__Work to complete__.
1 - In the interview about supporting abuse survivors, what is named as the first part of the process for someone who has suffered abuse?
2 - Continue the interview about supporting abuse survivors from the point where it stops.

What kind of advice do you have for someone who has suffered abuse and they don't know where to go or what to do?
The first part of the process is to talk about it, come forward and talk about it. I would add there is a spiritual abuse component as well, particularly in view of the fact that someone may have been abused by someone representing the Diocese, the Catholic Church. But we're also talking about survivors of all abuse. So, whether it's at the hand of someone in the Church, or domestically as in intimate-partner violence, domestic abuse, abuse as a child, current abuse, we're trying to address the whole arena of abuse.
I know someone who is a person of really strong faith. They know Jesus, they love Jesus, but they have suffered abuse at the hands of an ex-husband. They have found healing because of their relationship with Jesus Christ. Is that what you try to offer people as well - try to connect them to the healing mercy of Christ?
If they're open to that, sometimes they avoid anything spiritual, anything church related. So, it depends on the person and if there is some opening to the spirituality.

__Provided data__.
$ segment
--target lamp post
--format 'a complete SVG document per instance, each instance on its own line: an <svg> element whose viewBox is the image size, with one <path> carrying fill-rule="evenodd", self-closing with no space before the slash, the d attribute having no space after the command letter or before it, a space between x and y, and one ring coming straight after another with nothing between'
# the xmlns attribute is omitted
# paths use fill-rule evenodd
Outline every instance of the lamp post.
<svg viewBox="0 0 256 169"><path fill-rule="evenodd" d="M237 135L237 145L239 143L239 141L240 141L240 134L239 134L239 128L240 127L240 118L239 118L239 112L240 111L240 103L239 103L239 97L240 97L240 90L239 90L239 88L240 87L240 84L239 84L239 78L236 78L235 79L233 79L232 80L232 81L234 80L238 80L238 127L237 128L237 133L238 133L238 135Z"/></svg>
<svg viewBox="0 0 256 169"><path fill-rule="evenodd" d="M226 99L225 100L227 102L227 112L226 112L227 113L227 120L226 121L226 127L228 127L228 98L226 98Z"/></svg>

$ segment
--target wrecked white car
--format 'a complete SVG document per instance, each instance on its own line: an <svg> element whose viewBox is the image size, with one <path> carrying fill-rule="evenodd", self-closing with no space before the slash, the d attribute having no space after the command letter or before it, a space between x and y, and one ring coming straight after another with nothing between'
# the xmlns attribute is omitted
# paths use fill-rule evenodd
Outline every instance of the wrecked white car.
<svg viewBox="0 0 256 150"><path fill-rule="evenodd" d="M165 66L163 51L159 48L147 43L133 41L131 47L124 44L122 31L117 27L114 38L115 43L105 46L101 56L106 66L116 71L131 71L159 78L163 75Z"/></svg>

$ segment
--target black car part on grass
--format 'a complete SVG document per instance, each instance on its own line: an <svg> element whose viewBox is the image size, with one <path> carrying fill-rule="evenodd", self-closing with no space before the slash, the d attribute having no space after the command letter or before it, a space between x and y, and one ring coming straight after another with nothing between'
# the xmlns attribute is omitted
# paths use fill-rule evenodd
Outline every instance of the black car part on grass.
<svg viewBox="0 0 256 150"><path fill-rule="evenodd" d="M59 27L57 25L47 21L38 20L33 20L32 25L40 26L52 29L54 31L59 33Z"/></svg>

__Final results__.
1 - Talking about it: coming forward and talking about it.

2 -
We are raising awareness about a particular event here, in the Diocese, for survivors of abuse. We invite them to come to the Cathedral of St. Jude, the Apostle on Saturday, April 23, at 11:00 a.m. to a Mass of Healing for Survivors of Abuse. Tell me about the Mass.
Bishop Parkes asked me, what I thought of it, and I said, I would definitely be encouraged that he is inquiring about it, and that he would offer that. Last year was our first annual Mass and we had a number of concelebrating priests with Bishop Parkes. After the Mass, they all made themselves available to meet with anyone who wanted to talk with them or share with them their experience or have them pray for them if they so desired. I was also available to speak with anyone who wanted to talk with me and that would be the same this year.
How many people attended the Mass last year? Do you have any idea how many you're going to have this year, participate in this Mass of Healing for Survivors of Abuse?
It's hard to tell since last year was our first year. Last year there were probably 24 or so in addition to the concelebrating priests and Pastoral Center leaders. We had wonderful music. This year, the word is getting out.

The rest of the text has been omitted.